*SOURCE INFORMATION*:

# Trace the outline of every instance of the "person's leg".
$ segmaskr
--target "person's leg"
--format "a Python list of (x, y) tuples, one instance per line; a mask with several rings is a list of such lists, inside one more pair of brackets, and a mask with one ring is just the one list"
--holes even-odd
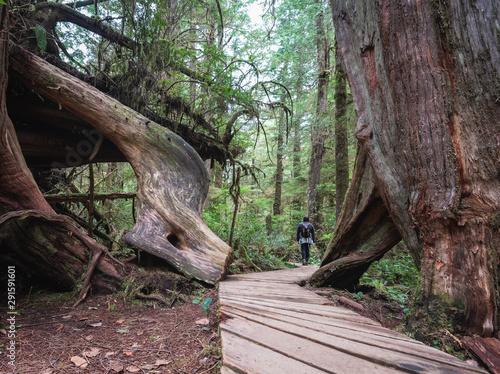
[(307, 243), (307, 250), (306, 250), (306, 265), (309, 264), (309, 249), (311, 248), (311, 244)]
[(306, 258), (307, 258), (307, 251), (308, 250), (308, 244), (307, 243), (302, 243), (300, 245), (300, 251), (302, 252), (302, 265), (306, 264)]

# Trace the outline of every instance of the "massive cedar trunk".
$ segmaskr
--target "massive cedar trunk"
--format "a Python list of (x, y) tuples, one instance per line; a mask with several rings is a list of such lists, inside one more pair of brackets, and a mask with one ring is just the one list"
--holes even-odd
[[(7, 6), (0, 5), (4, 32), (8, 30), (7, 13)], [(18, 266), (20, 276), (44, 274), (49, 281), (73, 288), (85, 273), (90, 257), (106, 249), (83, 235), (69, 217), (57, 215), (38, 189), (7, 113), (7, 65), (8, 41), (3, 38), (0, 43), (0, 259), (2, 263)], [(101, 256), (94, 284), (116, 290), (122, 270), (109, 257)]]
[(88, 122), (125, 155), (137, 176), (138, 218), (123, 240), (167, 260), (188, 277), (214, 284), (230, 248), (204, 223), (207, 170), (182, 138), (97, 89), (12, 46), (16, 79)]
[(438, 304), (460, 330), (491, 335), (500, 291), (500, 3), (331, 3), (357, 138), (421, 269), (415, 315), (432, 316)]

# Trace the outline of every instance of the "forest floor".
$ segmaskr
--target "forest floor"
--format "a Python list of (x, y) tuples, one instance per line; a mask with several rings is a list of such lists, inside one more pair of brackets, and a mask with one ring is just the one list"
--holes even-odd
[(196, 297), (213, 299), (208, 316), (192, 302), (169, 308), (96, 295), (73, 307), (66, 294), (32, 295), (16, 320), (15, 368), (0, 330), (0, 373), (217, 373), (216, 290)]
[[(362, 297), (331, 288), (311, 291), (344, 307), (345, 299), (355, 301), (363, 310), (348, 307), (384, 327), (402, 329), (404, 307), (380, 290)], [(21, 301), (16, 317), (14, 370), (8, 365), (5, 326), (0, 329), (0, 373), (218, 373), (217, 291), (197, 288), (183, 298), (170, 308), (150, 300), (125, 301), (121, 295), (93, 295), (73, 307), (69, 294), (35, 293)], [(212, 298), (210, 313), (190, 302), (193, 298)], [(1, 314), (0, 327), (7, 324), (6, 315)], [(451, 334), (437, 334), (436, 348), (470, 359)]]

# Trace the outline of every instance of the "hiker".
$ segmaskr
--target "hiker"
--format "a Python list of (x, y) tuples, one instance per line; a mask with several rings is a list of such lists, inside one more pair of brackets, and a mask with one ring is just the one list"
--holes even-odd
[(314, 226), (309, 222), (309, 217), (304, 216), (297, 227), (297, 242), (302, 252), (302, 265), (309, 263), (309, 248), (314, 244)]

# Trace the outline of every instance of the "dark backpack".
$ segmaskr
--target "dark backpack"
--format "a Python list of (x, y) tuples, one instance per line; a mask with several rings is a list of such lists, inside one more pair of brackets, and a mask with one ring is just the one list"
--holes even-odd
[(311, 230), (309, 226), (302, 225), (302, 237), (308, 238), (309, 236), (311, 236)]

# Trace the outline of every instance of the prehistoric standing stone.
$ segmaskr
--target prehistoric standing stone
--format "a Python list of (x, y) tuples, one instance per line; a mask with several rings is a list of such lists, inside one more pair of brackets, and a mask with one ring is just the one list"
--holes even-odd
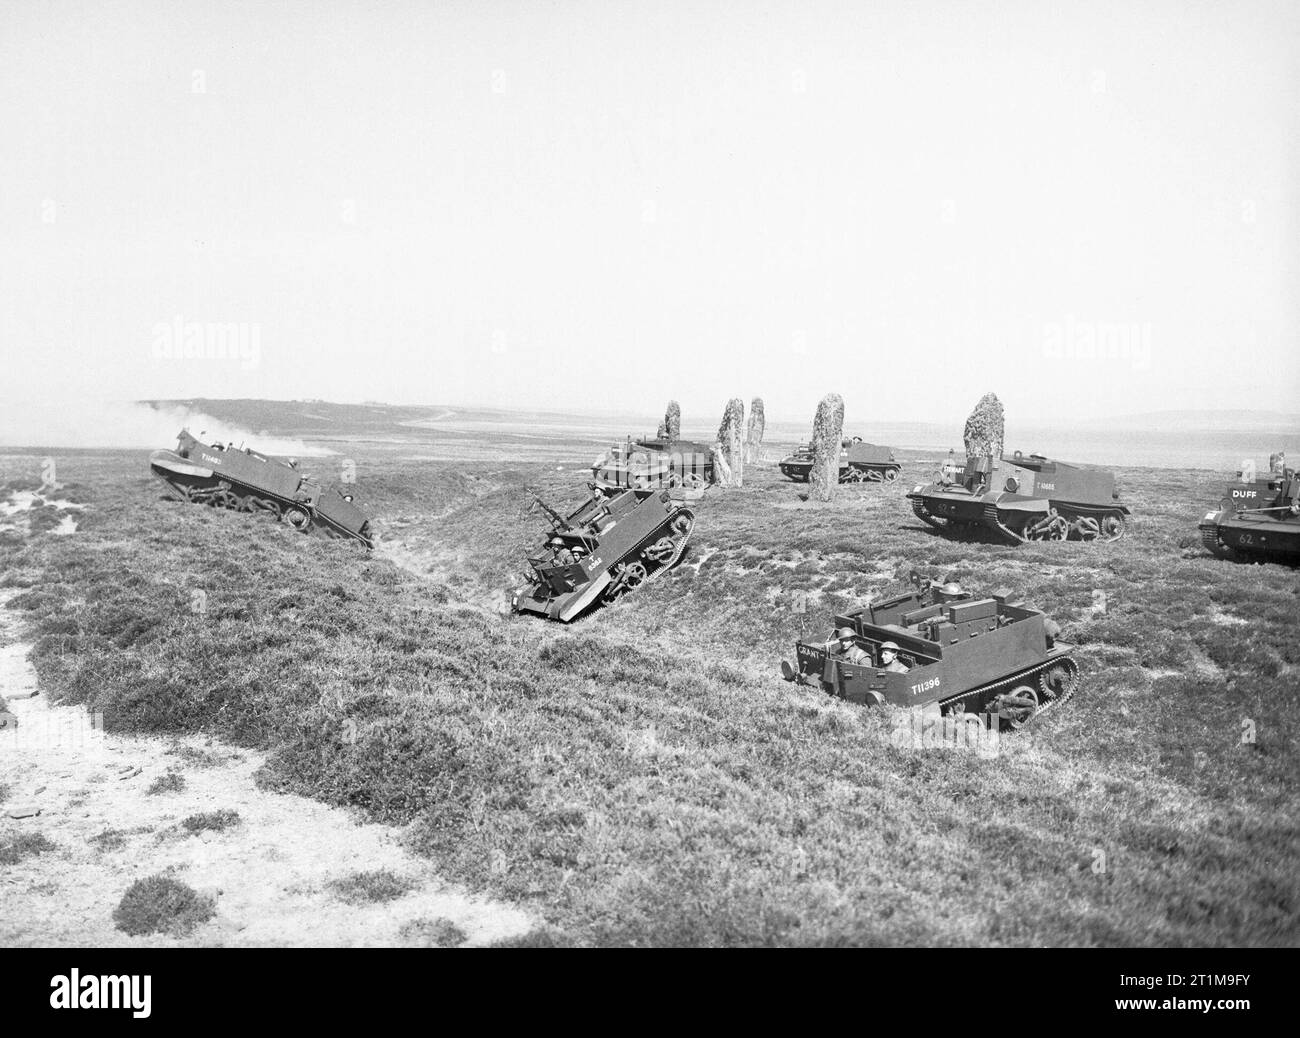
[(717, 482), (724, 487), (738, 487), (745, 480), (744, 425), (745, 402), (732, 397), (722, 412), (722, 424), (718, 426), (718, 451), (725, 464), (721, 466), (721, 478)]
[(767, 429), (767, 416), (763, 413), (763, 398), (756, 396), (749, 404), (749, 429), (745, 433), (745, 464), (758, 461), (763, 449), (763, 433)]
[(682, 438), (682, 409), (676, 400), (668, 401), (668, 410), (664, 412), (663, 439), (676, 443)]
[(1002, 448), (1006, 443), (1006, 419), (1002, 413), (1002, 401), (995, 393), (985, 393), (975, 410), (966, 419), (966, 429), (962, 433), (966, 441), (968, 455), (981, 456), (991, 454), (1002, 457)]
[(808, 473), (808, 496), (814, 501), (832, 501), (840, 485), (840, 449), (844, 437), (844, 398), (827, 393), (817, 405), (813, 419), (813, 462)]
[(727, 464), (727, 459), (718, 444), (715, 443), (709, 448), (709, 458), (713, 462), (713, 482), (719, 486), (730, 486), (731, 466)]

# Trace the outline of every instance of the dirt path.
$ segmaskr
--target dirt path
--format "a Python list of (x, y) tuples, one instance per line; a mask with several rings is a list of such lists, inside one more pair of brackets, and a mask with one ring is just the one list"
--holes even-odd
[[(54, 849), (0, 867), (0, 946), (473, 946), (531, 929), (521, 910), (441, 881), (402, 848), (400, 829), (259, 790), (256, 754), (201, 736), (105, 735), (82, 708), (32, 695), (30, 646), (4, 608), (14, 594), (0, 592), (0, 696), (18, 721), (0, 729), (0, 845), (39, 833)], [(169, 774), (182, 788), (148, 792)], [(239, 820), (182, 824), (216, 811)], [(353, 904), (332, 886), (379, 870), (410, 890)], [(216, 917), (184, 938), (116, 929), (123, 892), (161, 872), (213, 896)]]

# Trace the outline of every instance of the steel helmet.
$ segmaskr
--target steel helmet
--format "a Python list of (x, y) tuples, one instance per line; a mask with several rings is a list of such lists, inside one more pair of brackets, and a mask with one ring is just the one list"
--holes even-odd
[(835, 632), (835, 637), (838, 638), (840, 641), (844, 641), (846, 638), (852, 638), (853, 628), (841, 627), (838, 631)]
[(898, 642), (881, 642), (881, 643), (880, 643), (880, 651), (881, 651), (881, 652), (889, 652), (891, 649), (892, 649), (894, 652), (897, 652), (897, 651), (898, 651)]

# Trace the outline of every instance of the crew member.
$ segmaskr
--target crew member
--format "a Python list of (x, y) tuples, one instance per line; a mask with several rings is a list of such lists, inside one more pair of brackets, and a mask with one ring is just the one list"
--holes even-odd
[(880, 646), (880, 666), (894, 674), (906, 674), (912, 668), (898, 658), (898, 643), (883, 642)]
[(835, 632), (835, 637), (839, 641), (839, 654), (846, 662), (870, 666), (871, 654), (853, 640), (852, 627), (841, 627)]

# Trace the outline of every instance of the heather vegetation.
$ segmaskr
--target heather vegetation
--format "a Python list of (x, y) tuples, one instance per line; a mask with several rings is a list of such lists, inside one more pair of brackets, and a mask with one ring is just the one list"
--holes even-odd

*PROBLEM TO SOLVE*: Could the material above be given again exactly, pictures excluded?

*EXPECTED OUTPUT*:
# Trace the outline of every instance of the "person's leg".
$ segmaskr
--target "person's leg"
--format "a Python list of (x, y) tuples, one instance per line; a mask with several rings is a list of such lists, inside one more pair of brackets, and a mask with one ring is just the one list"
--holes even-odd
[(307, 243), (307, 250), (306, 250), (306, 265), (309, 264), (309, 249), (311, 248), (311, 244)]
[(306, 258), (307, 258), (307, 251), (308, 250), (308, 244), (307, 243), (302, 243), (300, 245), (300, 251), (302, 252), (302, 265), (306, 264)]

# Trace the outline of every instance of the "massive cedar trunk".
$ segmaskr
--target "massive cedar trunk"
--format "a Python list of (x, y) tuples, one instance per line; a mask with several rings is a list of such lists, inside one more pair of brackets, and a mask with one ring is just the one list"
--holes even-odd
[[(7, 6), (0, 5), (4, 32), (8, 30), (7, 13)], [(18, 266), (20, 276), (44, 274), (49, 281), (73, 288), (85, 273), (90, 257), (106, 249), (83, 235), (69, 217), (57, 215), (38, 189), (7, 113), (7, 65), (8, 41), (3, 38), (0, 43), (0, 259), (2, 263)], [(101, 256), (94, 284), (116, 290), (122, 270), (109, 257)]]
[(88, 122), (125, 155), (137, 176), (138, 218), (123, 240), (167, 260), (188, 277), (214, 284), (230, 248), (204, 223), (207, 170), (182, 138), (97, 89), (12, 46), (16, 79)]
[(438, 304), (460, 330), (491, 335), (500, 291), (500, 3), (331, 3), (357, 138), (421, 269), (415, 315), (432, 316)]

# Trace the outline of every instance of the "forest floor".
$ segmaskr
--target "forest floor"
--format "a Python list of (x, y) tuples, one instance per line; a mask with several rings is a list of such lists, inside one more pair of brackets, and a mask with one ring is just the one list"
--holes even-odd
[(196, 297), (213, 299), (208, 316), (192, 302), (169, 308), (96, 295), (73, 307), (66, 294), (32, 295), (16, 320), (15, 368), (0, 330), (0, 373), (217, 373), (216, 290)]
[[(362, 297), (331, 288), (311, 291), (344, 307), (345, 299), (355, 301), (363, 310), (348, 307), (384, 327), (402, 329), (404, 307), (380, 290)], [(21, 301), (16, 317), (14, 370), (8, 365), (5, 326), (0, 329), (0, 373), (218, 373), (217, 291), (197, 288), (183, 298), (170, 308), (150, 300), (125, 301), (121, 295), (93, 295), (73, 307), (69, 294), (35, 293)], [(212, 298), (210, 313), (190, 302), (193, 298)], [(1, 314), (0, 327), (7, 324), (6, 315)], [(451, 334), (437, 334), (436, 348), (470, 359)]]

# Trace the outline of every instance of the "hiker".
$ segmaskr
--target "hiker"
--format "a Python list of (x, y) tuples, one instance per line; a mask with several rings is a list of such lists, inside one more pair of brackets, and a mask with one ring is just the one list"
--holes even-odd
[(314, 226), (309, 222), (309, 217), (304, 216), (297, 227), (297, 242), (302, 252), (302, 265), (309, 263), (309, 248), (314, 244)]

# Trace the outline of every instance of the "dark backpack".
$ segmaskr
--target "dark backpack"
--format "a Python list of (x, y) tuples, one instance per line; a mask with several rings is a list of such lists, inside one more pair of brackets, and a mask with one ring is just the one list"
--holes even-odd
[(311, 230), (309, 226), (302, 225), (302, 237), (308, 238), (309, 236), (311, 236)]

# Trace the outline of every instance of the prehistoric standing stone.
$ segmaskr
--target prehistoric standing stone
--format "a Python list of (x, y) tuples, one instance per line; a mask with several rings is a list of such lists, inside one more pair of brackets, and a mask with one ring is just the one list"
--holes even-odd
[(717, 482), (724, 487), (738, 487), (745, 480), (744, 425), (745, 402), (732, 397), (722, 412), (722, 424), (718, 426), (718, 451), (725, 464), (721, 466), (721, 478)]
[(767, 429), (767, 416), (763, 413), (763, 398), (756, 396), (749, 404), (749, 429), (745, 433), (745, 464), (758, 461), (763, 449), (763, 433)]
[(682, 438), (682, 409), (676, 400), (668, 401), (668, 410), (664, 412), (663, 439), (676, 443)]
[(1002, 448), (1006, 443), (1006, 419), (1002, 413), (1002, 401), (995, 393), (985, 393), (975, 410), (966, 419), (966, 429), (962, 433), (966, 441), (968, 455), (981, 456), (991, 454), (1002, 457)]
[(808, 473), (808, 496), (814, 501), (832, 501), (840, 485), (840, 449), (844, 437), (844, 398), (827, 393), (817, 405), (813, 419), (813, 462)]
[(727, 464), (727, 459), (718, 444), (715, 443), (709, 448), (709, 458), (713, 462), (713, 482), (719, 486), (730, 486), (731, 466)]

# Trace the outline of every instance of the dirt path.
$ segmaskr
--target dirt path
--format "a Python list of (x, y) tuples, one instance per line; a mask with several rings is a list of such lists, inside one more pair of brackets, and a mask with one ring is just the one list"
--holes even-odd
[[(54, 849), (0, 867), (0, 946), (473, 946), (531, 929), (521, 910), (441, 881), (402, 848), (400, 829), (259, 790), (256, 754), (201, 736), (105, 735), (82, 708), (32, 695), (30, 646), (4, 608), (14, 594), (0, 592), (0, 696), (18, 721), (0, 729), (0, 845), (39, 833)], [(169, 774), (182, 788), (148, 792)], [(239, 820), (182, 824), (216, 811)], [(353, 904), (332, 886), (379, 870), (410, 890)], [(216, 917), (184, 938), (116, 929), (123, 892), (161, 872), (213, 896)]]

# Trace the outline of every instance of the steel helmet.
$ segmaskr
--target steel helmet
--format "a Python list of (x, y) tuples, one instance per line; a mask with several rings is a list of such lists, inside one more pair of brackets, and a mask with one ring is just the one list"
--holes even-odd
[(835, 632), (835, 637), (838, 638), (840, 641), (844, 641), (846, 638), (852, 638), (853, 628), (841, 627), (838, 631)]
[(898, 642), (881, 642), (881, 643), (880, 643), (880, 651), (881, 651), (881, 652), (889, 652), (891, 649), (892, 649), (894, 652), (897, 652), (897, 651), (898, 651)]

# Trace the outline of every instance of the crew member.
$ segmaskr
--target crew member
--format "a Python list of (x, y) tuples, one instance per line; a mask with several rings is a list of such lists, inside one more pair of brackets, and a mask with one ring is just the one list"
--holes even-odd
[(880, 646), (880, 666), (894, 674), (906, 674), (912, 668), (898, 658), (898, 643), (883, 642)]
[(835, 632), (835, 637), (839, 641), (839, 654), (846, 662), (870, 666), (871, 654), (853, 640), (852, 627), (841, 627)]

# Trace the outline of every instance of the heather vegetation.
$ segmaskr
--target heather vegetation
--format "a Python list of (x, y) tuples, one instance per line; a mask with several rings is a list of such lists, inside one more pair of brackets, and a mask with one ring is just the one list"
--holes even-odd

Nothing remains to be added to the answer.